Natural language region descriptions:
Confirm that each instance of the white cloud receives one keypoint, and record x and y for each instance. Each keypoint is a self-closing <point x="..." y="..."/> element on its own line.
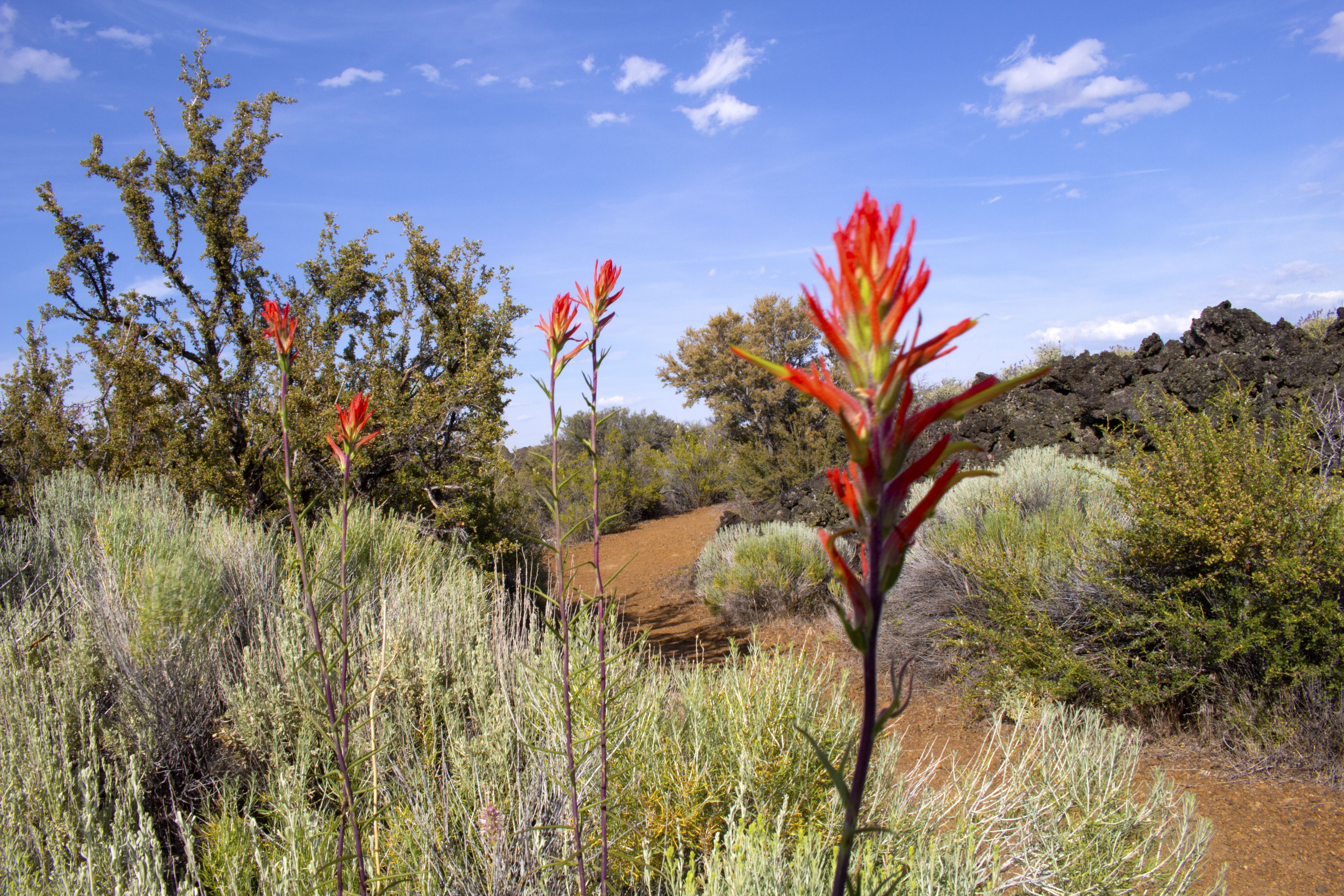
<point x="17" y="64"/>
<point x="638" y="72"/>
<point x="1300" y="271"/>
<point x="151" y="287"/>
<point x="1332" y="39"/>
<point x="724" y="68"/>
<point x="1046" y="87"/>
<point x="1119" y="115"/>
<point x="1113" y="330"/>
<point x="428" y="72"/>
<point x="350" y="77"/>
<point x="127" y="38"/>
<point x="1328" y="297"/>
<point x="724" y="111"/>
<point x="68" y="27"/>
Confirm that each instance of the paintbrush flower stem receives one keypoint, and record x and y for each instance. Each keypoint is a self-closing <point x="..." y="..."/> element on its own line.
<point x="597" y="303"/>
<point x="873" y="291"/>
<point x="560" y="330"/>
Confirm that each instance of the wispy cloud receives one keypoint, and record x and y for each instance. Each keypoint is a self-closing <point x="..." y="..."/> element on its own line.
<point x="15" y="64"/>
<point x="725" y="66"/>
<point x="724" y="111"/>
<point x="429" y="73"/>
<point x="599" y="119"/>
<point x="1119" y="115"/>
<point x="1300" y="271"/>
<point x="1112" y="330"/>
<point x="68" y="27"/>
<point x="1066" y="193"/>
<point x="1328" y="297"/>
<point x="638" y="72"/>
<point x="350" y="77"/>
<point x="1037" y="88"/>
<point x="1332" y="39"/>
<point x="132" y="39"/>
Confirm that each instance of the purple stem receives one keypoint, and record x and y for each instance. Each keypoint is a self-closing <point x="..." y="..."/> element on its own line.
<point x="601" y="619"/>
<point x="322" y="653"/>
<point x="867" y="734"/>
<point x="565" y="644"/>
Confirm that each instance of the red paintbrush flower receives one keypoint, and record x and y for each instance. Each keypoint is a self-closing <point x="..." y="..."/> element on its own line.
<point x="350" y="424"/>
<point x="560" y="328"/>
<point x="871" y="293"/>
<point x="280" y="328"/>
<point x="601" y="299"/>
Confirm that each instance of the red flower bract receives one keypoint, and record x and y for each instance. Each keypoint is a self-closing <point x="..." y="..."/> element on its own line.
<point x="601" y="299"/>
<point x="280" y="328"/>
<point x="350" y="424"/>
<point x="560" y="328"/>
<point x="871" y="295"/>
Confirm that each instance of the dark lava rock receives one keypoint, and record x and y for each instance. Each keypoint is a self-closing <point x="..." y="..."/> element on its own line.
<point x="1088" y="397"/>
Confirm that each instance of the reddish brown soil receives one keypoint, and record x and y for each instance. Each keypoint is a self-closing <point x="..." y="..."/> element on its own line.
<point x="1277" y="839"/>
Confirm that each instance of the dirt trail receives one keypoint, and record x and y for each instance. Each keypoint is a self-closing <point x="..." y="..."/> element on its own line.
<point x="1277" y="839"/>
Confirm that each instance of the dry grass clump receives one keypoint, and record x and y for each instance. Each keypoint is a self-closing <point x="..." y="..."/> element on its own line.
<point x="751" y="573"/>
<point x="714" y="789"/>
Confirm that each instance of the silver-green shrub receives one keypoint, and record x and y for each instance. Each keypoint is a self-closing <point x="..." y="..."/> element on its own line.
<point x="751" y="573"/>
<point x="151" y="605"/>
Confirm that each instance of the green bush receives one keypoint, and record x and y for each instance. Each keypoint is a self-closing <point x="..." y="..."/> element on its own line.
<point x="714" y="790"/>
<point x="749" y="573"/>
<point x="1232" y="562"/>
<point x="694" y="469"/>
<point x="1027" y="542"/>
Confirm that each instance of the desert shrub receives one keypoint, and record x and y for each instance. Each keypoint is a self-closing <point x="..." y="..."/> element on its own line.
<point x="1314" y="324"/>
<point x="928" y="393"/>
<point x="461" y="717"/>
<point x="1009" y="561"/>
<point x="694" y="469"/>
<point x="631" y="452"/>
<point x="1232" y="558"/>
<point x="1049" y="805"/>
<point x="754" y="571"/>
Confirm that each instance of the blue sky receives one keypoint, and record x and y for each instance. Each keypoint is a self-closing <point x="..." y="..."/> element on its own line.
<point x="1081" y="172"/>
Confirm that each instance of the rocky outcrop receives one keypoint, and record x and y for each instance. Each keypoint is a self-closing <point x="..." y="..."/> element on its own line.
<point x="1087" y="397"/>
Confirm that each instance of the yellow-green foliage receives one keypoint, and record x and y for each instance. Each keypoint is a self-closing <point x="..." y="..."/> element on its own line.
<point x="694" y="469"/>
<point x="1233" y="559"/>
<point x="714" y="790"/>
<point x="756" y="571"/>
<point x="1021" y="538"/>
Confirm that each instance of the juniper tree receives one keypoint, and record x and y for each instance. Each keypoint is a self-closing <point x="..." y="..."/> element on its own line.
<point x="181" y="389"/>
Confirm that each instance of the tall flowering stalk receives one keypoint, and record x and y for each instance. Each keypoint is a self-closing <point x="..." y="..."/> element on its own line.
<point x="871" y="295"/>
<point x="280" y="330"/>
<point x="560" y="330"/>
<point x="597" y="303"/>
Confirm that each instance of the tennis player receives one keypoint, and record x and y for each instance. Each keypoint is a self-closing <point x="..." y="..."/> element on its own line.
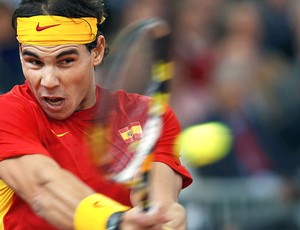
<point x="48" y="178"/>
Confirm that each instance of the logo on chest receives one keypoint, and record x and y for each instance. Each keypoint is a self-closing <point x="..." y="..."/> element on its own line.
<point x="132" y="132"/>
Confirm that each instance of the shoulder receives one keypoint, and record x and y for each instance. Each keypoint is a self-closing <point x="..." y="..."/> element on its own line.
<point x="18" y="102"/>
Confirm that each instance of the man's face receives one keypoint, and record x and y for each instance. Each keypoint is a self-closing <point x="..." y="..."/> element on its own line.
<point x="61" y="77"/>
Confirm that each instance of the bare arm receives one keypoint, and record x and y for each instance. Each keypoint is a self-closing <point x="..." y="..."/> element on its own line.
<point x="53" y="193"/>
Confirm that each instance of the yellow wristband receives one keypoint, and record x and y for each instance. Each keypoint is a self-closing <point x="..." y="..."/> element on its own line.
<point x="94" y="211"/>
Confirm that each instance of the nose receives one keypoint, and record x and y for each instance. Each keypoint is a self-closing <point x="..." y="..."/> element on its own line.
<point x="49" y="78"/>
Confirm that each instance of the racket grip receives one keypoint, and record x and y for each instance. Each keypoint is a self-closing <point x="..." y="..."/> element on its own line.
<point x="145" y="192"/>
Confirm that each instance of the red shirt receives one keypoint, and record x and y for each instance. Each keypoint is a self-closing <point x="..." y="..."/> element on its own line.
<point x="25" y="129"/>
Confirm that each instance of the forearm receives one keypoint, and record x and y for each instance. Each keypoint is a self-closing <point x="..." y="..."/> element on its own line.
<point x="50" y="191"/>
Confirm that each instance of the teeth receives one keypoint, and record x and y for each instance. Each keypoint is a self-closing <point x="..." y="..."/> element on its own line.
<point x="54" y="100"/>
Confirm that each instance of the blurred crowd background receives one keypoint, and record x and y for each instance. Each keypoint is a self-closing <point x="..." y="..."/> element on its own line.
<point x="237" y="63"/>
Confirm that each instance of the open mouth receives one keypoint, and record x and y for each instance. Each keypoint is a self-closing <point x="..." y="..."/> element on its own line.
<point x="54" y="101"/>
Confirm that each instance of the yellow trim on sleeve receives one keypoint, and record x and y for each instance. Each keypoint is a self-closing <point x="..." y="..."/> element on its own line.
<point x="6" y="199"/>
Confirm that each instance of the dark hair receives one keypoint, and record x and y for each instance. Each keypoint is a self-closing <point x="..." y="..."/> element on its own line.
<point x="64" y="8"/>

• [TRY IT]: Your task is to write out the lines from the one with "Confirm that each instance of the forearm" through the end of the records, exactly and with nothing added.

• [RESULT OF THE TASK]:
Confirm that each instance of the forearm receives one keypoint, and record x and y for each instance. Each keypoint is a self-closing <point x="..." y="..."/> element on its own line.
<point x="50" y="191"/>
Confirm that each instance of the teeth receives one keypoint, and record x and y for each instance. Each keypoint is a self-closing <point x="..." y="..."/> element on its own line.
<point x="54" y="100"/>
Confirm that each instance of the blurred crowd background receives one keypoint, and record x and y for each instance. Each keypoint is a self-closing <point x="..." y="..."/> element on its own line.
<point x="237" y="63"/>
Confirm that each instance of the open mouth receives one keypoint, and record x and y for each instance. Each keypoint is a self-closing <point x="..." y="..."/> element on its own line.
<point x="54" y="101"/>
Confirm that each instance of the yellow trim on sleeve receives one keypoint, and record x and y for each instance. Each keypoint is a self-closing <point x="..." y="..."/> element on its own line.
<point x="6" y="199"/>
Confirm that each instance of the dark hair receives one keypoint, and record x and y for each instance. Each keypoint is a self-closing <point x="..." y="..."/> element on its own line.
<point x="64" y="8"/>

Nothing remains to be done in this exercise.